A, time evolution of the minimal pore radius along the single-pore simulation. B, the pore profile along the channel axis for the configuration taken at 130 ns, with red and blue bars indicating the Cα positions of D55 and D64 residues, respectively. C, the starting conformation of the single-pore model and three snapshots extracted from the simulated trajectory at 30 ns (D), 80 ns (E), and 130 ns (F).

https://doi.org/10.1371/journal.pone.0184190.g009

Despite the described fluctuations in pore width, the channel scaffold is quite stable, as can be deduced from visual inspection and from the time evolution of the cross-distances between the Cα atoms of the four pore-lining C52 residues, located in the middle of the β3 strands, which are stationary around 21 Å and show limited fluctuations (see S12 Fig, where the protomers are indicated as in S10 Fig).

Interaction analysis of the cis and trans inter-monomer surfaces.

Along the 250 ns MD simulation analyzed, each cis dimer retains the face-to-face interaction between β4 strands, which are at the basis of the model by Suzuki et al. The presence of stable HBs at this interface is essential to preserve the global stability of the structural model and, in particular to maintain the negatively charged surface of the strand (specifically the side chains of D55 residues) towards the interior of the channel, consistent with the selectivity of Cldn15 for cations.

● ● ● ●

• STUDY QUESTIONS:
• a. Sum up the Cldn15 channel passage in two sentences.
• b. Resume the Cldn15 channel passage with a few sentences that follow on from its final one.

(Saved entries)
● ● ● ●

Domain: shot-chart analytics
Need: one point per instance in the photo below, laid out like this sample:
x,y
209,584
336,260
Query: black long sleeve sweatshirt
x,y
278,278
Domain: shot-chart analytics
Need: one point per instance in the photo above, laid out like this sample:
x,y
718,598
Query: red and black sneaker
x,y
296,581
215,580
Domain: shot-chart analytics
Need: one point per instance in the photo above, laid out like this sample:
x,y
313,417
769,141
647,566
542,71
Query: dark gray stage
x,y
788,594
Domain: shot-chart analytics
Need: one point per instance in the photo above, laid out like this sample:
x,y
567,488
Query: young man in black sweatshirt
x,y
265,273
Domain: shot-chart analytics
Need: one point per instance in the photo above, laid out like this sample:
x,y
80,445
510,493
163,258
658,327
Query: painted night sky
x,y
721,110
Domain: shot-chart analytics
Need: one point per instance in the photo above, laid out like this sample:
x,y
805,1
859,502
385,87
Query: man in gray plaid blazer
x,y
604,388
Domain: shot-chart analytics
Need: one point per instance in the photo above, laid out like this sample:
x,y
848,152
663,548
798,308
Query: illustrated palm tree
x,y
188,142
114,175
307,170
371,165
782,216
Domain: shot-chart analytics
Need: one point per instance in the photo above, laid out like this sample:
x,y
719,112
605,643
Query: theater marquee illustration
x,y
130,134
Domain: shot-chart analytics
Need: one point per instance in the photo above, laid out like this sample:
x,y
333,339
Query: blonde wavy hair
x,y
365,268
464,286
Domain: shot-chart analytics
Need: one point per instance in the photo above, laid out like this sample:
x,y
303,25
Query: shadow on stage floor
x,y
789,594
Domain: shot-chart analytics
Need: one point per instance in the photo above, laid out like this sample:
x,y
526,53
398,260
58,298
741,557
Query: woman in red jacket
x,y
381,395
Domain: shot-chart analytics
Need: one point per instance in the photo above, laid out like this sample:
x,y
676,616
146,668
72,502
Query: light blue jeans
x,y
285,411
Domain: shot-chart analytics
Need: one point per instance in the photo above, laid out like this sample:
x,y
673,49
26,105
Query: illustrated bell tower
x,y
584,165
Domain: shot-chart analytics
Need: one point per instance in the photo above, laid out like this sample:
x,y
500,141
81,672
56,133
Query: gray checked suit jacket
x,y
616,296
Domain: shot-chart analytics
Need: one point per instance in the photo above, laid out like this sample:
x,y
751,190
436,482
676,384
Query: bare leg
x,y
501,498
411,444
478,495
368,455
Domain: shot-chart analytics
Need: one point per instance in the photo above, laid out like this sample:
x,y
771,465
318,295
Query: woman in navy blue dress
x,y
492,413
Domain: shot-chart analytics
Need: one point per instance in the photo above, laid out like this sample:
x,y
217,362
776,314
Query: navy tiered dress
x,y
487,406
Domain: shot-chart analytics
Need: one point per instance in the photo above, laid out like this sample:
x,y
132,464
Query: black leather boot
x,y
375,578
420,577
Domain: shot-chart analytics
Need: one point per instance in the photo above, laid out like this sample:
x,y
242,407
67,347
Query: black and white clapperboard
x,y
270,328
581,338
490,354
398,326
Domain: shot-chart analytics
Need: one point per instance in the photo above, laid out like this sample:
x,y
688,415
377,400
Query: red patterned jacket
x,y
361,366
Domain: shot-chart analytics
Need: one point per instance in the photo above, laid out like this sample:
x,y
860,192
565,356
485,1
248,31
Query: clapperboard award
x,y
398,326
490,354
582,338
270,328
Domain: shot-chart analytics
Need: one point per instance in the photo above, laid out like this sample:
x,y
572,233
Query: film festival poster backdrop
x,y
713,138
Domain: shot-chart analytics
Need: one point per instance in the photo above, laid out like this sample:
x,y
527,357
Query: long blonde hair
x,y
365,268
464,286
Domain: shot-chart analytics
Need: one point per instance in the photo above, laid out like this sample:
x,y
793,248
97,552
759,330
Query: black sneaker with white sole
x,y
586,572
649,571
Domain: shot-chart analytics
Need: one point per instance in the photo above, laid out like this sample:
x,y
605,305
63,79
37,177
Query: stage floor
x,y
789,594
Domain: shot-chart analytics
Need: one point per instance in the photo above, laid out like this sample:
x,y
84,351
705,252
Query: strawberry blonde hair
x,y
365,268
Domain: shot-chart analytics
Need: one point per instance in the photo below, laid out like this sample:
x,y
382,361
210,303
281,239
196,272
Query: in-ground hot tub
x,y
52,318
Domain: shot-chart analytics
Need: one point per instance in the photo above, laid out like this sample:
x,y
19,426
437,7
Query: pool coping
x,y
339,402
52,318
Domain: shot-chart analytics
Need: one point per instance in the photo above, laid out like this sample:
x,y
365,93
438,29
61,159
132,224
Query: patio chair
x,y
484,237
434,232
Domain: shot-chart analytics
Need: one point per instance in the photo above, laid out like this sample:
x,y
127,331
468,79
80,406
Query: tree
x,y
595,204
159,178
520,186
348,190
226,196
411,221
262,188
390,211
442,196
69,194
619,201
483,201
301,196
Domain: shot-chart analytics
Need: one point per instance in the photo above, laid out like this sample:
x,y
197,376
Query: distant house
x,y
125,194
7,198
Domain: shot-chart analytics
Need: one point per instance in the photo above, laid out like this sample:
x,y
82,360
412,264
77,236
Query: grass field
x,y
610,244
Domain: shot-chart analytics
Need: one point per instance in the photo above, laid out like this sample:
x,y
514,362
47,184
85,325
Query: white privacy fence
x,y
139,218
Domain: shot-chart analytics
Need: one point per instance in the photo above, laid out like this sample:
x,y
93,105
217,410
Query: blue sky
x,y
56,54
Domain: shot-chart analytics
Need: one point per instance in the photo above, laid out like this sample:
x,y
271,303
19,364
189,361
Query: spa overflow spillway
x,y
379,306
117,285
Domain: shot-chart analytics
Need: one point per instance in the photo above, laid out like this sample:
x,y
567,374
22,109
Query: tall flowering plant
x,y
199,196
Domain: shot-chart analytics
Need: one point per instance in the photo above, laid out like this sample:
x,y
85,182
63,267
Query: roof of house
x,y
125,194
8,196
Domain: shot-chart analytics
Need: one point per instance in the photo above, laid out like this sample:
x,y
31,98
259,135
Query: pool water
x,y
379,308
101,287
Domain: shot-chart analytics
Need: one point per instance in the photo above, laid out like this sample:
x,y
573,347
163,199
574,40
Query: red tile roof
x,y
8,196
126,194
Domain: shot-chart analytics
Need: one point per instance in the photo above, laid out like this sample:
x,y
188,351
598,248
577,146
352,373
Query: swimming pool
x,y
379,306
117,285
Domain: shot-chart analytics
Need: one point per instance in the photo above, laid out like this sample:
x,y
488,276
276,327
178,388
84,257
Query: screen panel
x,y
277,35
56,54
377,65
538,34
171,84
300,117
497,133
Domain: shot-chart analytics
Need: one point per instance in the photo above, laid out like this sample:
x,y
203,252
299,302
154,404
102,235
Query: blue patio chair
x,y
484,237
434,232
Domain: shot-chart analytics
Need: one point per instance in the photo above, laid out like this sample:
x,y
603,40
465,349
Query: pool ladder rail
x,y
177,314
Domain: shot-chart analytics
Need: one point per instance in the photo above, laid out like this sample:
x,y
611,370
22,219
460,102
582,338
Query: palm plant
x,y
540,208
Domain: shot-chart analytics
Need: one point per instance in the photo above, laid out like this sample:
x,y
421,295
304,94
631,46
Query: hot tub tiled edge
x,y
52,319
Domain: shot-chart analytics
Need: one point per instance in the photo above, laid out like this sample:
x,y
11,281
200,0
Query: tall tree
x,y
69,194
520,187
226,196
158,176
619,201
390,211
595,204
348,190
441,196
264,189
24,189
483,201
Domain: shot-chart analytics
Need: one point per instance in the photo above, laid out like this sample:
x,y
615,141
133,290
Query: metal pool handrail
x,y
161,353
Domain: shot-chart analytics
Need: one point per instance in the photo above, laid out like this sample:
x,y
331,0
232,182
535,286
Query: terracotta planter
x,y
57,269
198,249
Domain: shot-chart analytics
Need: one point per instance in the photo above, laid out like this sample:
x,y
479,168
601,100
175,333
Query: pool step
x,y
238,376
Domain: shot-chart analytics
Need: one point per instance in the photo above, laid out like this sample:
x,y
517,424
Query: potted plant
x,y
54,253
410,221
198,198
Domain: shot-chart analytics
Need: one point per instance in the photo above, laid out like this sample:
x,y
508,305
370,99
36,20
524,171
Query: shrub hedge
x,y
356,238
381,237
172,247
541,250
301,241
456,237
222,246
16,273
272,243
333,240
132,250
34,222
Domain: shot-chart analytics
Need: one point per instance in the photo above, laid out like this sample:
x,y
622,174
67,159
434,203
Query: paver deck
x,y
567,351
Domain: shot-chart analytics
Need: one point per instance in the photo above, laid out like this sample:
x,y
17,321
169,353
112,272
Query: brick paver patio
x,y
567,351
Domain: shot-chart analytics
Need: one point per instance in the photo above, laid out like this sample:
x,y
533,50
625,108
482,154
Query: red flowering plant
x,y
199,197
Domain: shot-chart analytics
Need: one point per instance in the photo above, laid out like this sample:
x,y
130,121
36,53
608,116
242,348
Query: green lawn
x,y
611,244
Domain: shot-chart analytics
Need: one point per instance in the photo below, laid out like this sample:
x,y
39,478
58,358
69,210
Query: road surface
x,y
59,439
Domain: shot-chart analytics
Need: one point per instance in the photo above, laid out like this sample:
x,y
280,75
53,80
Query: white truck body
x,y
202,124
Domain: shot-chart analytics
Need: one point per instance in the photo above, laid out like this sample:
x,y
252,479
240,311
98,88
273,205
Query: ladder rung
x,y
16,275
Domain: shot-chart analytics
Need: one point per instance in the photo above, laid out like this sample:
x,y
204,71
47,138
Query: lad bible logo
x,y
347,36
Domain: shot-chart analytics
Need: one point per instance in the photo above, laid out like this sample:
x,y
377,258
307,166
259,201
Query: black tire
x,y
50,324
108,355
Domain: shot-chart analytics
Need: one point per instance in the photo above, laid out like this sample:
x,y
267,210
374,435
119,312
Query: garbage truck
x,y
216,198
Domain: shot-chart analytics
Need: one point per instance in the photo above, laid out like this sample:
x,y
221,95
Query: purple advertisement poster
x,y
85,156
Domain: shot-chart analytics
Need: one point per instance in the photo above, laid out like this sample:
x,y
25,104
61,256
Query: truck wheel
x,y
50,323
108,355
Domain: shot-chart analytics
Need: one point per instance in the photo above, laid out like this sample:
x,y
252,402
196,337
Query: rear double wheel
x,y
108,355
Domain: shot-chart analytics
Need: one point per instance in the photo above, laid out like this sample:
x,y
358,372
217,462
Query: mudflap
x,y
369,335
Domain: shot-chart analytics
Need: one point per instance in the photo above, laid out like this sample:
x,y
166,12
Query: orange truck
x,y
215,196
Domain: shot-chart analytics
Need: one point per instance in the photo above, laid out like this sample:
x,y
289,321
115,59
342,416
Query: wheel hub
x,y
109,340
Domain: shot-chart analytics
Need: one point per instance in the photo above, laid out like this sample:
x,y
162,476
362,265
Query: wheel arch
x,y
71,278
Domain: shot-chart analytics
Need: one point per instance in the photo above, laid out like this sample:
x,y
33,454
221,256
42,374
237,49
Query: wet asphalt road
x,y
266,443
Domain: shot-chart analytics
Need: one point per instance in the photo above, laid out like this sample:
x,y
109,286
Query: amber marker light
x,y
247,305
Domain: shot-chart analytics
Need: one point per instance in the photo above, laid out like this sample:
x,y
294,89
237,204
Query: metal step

● ● ● ●

• YOUR RESPONSES:
• a. Although the pore width fluctuates, the channel scaffold stays quite stable, with the cross-distances between the Cα atoms of the four pore-lining C52 residues holding steady around 21 Å. Over the 250 ns simulation, each cis dimer keeps the face-to-face interaction between β4 strands, and stable hydrogen bonds at this interface keep the D55 side chains facing the channel interior, consistent with the cation selectivity of Cldn15.

• b.
In Table 1 we report a list of the most persistent cis HBs found during the simulation, using the protein chain names introduced in S10 Fig. Stable HBs are formed by β4 residues of the two dimers such as S60, N61 and C62. In [26], an enhanced face-to-face dimerization was observed in cross-linking experiments by mutating N61 to a cysteine. Remarkably, the network of HBs is essentially symmetric in the two cis interfaces. In particular, two HBs formed between the backbone nitrogen of C62 and the backbone oxygen of C62 of the associate cis protomer are the most stable in both dimers. We stress the interesting role of the conserved C62 residue, which contributes to stabilizing each protomer extracellular region via a disulfide bridge with the other conserved cysteine C52, and also forms a persisting HB with the C62 of the cis partner, at the basis of the face-to-face interaction interface.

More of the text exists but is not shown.